Information shown.
━━━━━━
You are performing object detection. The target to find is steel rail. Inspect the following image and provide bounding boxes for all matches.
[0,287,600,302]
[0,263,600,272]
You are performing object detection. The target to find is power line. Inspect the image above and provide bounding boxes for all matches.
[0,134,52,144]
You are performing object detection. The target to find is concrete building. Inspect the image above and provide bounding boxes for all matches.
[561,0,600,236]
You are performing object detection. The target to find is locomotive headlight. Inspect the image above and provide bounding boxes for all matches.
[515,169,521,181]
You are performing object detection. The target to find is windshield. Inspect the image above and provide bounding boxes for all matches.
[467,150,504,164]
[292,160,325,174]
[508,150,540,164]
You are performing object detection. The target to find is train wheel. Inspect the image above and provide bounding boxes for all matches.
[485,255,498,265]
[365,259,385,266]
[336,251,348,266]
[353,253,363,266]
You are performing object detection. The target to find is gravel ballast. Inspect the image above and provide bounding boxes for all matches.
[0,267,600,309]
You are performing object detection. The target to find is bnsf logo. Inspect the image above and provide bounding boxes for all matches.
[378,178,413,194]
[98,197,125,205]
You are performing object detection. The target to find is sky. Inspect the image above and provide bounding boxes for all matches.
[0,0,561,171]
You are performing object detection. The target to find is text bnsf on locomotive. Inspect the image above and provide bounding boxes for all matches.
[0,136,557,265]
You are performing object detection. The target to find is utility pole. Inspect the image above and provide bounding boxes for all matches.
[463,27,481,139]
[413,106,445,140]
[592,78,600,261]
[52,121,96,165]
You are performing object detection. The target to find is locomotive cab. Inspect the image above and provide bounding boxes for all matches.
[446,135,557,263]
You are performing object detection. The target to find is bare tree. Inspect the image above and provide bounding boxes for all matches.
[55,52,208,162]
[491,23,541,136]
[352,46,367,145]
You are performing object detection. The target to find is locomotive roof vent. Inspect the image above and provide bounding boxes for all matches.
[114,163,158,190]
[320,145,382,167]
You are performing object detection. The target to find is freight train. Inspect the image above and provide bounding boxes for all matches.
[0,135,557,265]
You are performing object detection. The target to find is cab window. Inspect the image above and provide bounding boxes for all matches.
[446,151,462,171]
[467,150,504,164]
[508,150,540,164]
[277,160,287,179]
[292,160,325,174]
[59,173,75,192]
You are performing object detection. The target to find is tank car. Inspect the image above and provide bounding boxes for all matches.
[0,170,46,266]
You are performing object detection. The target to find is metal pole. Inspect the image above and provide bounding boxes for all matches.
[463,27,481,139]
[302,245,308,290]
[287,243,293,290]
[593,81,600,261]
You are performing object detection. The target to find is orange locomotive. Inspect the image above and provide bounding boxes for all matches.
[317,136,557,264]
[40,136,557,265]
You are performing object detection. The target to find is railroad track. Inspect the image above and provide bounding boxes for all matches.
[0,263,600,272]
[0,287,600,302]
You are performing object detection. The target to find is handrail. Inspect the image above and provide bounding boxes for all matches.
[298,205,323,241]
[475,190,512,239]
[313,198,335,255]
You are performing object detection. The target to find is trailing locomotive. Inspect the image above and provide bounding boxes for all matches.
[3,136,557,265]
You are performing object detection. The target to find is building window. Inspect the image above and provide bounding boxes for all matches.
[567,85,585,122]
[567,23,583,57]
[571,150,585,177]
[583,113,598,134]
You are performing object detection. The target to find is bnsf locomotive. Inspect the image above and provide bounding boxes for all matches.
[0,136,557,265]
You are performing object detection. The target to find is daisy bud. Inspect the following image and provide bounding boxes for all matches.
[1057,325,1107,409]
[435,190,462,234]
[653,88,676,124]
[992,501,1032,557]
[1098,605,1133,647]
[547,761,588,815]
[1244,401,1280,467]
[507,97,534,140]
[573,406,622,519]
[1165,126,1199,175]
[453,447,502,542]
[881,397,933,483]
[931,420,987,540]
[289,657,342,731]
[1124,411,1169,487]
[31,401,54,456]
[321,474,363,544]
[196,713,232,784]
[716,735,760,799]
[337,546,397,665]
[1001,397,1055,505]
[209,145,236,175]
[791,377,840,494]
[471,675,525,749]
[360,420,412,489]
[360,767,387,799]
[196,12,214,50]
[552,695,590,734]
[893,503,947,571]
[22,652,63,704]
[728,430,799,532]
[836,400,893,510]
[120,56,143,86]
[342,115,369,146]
━━━━━━
Short problem. Please rewrite the stretch of the listing from the line that contains "You are performing object detection. The target to find is tank" through the line that contains "[40,136,557,265]", substituting "steel pole" for "metal pole" and leaving everything else as it is. Give back only those lines.

Answer for this exercise.
You are performing object detection. The target to find is tank car. Inspect the image above and provide bounding boxes for all matches.
[0,170,46,266]
You are performing object detection. The target to find is steel pole. Inspect the image above and provide bounding boxes for all matches.
[463,27,481,139]
[302,245,308,290]
[287,243,293,290]
[593,81,600,261]
You are performing object detection. The target to find is orange locomotive. Inspect the image above and provide bounding boxes for all matches.
[317,136,557,264]
[40,136,557,265]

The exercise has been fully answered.